(Coordinate annotation entries)
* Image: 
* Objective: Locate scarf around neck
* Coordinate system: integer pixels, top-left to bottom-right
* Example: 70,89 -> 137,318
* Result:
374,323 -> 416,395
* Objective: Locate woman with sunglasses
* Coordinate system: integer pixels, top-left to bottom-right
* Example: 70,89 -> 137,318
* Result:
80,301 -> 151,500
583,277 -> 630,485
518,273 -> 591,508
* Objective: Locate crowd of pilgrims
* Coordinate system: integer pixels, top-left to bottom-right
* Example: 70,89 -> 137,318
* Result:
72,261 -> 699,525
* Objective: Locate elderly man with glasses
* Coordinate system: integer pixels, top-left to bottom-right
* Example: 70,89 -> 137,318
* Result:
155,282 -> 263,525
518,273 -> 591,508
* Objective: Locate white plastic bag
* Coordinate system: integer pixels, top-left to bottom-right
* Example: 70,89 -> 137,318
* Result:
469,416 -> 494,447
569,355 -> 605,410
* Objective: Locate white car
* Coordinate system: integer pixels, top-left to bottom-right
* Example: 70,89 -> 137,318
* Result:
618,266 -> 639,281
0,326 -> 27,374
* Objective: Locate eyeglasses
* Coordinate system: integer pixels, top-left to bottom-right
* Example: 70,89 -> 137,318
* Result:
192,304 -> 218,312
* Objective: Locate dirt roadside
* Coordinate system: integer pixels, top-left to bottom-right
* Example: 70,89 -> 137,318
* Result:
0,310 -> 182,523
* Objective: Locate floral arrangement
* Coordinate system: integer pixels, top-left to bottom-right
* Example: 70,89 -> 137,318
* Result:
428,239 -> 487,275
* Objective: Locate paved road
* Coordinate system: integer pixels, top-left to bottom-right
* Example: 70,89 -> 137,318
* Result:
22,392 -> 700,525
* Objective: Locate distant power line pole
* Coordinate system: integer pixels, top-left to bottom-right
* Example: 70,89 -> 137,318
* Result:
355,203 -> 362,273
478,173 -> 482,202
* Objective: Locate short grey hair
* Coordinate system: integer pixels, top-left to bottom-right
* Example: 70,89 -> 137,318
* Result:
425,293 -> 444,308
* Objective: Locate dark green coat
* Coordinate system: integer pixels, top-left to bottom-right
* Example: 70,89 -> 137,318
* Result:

● **GIVEN REQUEST**
Render the lines of the listing from the line containing "dark green coat" through the end of the listing, both included, as a numbered list, leaving out any blank lines.

● **TASK RESPONSE**
1. * Objective: Locate dark green coat
2. * Coordinate system: integer pixels, top-left to bottom-right
3. * Example: 70,89 -> 137,318
4. * Result:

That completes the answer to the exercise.